Using the entries below, output exactly the line containing "find the stadium roof in the photo above" and all lines that follow it to the end.

┌─ The data

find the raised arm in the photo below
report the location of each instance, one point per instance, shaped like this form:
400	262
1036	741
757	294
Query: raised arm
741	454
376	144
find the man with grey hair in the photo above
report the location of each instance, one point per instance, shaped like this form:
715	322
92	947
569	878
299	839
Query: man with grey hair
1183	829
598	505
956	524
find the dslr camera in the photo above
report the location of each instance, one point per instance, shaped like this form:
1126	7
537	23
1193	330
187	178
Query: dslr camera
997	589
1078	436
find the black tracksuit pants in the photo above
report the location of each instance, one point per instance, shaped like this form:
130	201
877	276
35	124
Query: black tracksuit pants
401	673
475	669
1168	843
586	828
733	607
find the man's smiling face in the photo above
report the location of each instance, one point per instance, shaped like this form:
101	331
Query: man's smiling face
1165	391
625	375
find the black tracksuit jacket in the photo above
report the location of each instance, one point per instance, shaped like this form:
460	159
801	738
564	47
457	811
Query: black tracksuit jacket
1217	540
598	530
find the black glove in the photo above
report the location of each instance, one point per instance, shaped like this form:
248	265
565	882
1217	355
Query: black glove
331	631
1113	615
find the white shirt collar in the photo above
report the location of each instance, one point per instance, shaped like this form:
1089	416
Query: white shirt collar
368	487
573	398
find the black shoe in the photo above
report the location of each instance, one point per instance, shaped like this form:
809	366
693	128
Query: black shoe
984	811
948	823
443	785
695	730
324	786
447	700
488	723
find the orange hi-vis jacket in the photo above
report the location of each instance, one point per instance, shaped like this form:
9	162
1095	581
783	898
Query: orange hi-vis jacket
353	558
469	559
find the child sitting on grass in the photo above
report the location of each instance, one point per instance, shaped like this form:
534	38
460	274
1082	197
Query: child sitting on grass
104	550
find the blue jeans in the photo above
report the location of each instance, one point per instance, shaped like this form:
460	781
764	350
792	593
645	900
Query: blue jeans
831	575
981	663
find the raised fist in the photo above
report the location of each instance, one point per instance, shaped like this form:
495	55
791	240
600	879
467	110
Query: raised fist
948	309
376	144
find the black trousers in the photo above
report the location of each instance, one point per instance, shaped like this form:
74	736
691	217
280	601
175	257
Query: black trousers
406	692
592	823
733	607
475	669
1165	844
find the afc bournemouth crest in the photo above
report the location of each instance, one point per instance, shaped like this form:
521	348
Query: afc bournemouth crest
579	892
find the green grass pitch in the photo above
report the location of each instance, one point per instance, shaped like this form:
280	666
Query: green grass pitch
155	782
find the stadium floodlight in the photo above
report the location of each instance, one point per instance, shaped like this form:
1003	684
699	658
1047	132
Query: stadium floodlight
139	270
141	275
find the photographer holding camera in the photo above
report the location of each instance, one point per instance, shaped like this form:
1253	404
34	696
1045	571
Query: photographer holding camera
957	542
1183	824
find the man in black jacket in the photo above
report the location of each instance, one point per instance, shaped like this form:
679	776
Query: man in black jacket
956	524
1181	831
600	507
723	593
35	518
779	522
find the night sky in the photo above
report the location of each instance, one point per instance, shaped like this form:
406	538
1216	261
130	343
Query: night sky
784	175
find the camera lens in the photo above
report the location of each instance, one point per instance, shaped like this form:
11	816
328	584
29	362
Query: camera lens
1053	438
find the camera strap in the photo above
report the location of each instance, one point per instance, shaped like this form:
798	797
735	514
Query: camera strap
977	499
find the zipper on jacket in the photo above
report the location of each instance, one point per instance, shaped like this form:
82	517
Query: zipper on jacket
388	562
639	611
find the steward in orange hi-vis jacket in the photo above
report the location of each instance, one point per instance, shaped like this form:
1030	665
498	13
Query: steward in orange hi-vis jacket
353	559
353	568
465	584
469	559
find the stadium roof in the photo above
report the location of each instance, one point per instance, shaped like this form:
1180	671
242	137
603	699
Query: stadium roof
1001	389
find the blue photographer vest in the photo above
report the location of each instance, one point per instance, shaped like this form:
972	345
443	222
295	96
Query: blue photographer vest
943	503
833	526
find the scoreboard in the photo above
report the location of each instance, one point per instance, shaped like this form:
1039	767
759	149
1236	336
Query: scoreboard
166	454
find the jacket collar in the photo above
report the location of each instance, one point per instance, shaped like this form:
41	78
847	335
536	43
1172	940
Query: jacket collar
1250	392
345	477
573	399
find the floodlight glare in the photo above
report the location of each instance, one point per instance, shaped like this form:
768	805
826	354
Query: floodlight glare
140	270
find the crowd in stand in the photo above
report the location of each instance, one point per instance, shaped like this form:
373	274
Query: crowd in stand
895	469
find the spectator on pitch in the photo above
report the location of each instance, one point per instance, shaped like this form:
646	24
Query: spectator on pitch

└─

*Result for this exercise*:
find the stadium roof in the photo above
report the location of each instance, one point per instance, shaped like this form:
1180	671
242	137
603	699
Query: stadium roof
1001	389
find the blue photographer vest in the photo above
report the location of each instance, one point per instance, shaped like this form:
972	345
443	222
295	96
Query: blue photographer vest
943	503
833	526
find the scoreboard in the photo above
report the location of each instance, one point per instance, shaped like this form:
1039	767
759	149
1236	336
Query: scoreboard
166	454
find the jacket collar in the photo above
report the location of each instance, one point per instance, shaped like this form:
41	78
847	335
536	43
1172	940
Query: jacket collar
1250	392
345	477
573	399
find the floodlight glare in the photo above
report the location of each instance, one point per instance, shaped like this form:
768	805
826	354
Query: floodlight glare
140	270
find the crowd in stand in the photo above
report the location of each instance, one point per instance, shaped like this form:
373	274
Query: crowd in stand
895	469
find the spectator on pitch in the photo above
report the location of each instance, one point per instance, shaped like this form:
646	24
Query: spectator on pitch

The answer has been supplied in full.